Object point labels
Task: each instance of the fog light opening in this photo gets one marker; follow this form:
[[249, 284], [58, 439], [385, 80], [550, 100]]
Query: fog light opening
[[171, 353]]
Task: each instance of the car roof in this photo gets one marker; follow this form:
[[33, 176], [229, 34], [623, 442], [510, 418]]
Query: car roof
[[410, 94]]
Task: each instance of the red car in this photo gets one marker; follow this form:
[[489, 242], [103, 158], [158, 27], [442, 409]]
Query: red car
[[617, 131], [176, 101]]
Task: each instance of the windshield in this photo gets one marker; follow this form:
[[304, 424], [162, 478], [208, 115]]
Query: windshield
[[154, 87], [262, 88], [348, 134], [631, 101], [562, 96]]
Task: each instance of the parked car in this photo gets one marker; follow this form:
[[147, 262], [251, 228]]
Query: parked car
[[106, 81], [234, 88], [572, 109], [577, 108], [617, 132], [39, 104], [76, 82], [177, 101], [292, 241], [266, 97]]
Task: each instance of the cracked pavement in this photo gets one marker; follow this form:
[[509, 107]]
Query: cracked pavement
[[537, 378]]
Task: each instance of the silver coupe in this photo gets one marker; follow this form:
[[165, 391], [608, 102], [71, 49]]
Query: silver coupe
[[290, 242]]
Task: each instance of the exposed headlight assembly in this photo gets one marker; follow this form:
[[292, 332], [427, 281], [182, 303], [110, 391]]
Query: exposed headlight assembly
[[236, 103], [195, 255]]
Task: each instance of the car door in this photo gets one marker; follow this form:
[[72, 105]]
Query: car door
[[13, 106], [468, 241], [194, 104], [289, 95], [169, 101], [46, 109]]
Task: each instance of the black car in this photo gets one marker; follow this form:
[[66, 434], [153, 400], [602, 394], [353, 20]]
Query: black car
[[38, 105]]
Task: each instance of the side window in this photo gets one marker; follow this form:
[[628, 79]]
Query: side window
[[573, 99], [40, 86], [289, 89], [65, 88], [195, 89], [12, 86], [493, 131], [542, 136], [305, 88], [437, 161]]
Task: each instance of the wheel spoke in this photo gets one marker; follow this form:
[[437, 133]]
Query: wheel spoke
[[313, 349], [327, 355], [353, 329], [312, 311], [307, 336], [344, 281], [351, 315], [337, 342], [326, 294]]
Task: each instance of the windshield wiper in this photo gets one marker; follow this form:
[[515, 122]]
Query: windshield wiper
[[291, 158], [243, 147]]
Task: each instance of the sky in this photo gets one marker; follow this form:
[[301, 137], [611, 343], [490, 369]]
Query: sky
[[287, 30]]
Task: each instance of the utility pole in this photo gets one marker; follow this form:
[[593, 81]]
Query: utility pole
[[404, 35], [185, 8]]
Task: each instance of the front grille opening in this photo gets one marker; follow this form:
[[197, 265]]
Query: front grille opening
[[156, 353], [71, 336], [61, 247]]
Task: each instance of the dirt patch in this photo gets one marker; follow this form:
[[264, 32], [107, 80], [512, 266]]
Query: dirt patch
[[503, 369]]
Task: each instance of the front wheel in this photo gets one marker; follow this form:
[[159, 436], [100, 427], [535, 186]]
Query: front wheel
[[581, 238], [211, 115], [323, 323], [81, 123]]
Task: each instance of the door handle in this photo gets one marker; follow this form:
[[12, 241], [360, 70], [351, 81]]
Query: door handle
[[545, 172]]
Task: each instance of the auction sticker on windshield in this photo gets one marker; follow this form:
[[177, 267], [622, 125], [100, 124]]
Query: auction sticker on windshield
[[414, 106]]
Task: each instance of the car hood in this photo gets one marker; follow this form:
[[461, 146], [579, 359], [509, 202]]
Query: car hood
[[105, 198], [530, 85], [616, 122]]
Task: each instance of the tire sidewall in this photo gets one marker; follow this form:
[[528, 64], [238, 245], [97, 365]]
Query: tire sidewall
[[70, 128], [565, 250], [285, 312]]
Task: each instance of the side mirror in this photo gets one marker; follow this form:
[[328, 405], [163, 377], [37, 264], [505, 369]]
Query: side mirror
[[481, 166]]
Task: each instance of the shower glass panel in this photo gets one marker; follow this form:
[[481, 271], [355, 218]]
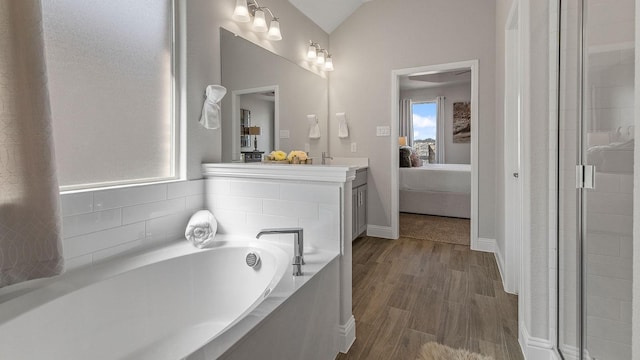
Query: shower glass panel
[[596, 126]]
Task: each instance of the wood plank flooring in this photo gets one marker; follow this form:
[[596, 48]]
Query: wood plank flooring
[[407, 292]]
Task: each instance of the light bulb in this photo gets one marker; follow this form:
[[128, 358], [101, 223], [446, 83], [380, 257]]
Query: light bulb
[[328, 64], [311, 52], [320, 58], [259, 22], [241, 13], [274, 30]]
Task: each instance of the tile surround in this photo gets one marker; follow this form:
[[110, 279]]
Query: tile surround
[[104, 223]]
--
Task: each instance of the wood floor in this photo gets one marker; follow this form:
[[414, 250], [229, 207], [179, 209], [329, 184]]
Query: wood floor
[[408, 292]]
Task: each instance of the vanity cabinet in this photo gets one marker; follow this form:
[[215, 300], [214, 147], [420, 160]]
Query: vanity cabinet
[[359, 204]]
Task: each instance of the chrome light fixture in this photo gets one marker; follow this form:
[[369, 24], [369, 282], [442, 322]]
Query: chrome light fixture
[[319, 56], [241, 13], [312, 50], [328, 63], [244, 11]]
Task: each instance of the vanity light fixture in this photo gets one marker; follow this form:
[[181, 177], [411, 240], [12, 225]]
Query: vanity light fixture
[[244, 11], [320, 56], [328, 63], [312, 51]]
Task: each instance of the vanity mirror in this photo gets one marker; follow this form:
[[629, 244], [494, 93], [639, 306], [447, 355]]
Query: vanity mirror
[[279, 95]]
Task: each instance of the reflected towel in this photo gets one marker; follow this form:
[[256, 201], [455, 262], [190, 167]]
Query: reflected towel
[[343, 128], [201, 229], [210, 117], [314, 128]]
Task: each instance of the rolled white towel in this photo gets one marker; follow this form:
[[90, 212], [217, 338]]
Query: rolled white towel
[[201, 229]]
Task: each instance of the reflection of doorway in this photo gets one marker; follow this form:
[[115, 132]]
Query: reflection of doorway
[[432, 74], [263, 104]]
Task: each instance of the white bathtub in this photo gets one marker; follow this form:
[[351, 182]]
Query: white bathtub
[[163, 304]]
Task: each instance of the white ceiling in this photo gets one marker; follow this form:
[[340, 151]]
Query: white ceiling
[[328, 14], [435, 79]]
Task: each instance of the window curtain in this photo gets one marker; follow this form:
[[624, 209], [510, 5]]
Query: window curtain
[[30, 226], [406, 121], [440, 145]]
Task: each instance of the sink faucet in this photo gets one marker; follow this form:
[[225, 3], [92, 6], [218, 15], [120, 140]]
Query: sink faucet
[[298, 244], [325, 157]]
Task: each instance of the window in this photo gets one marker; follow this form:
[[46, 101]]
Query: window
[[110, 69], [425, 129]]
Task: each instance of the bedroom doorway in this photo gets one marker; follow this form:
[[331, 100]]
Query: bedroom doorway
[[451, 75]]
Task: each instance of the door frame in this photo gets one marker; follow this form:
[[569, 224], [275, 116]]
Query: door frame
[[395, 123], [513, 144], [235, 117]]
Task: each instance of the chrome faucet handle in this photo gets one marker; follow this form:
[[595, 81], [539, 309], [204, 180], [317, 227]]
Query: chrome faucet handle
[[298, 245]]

**WHAT THE EXERCISE ASKS**
Copy out the data lines unchanged, starting with the line that contains "Task: each instance of the rolled" and going on through the line that contains "[[432, 74], [263, 104]]", both included.

**CORRECT RESPONSE**
Task: each instance of the rolled white towel in this photo gets one marker; follow this form:
[[90, 212], [217, 338]]
Query: rolled white towel
[[201, 229]]
Task: each instance of the reflection of doorway in this photo gets one marker; follow this form:
[[115, 132]]
Query: reflection of doorway
[[432, 74], [263, 104]]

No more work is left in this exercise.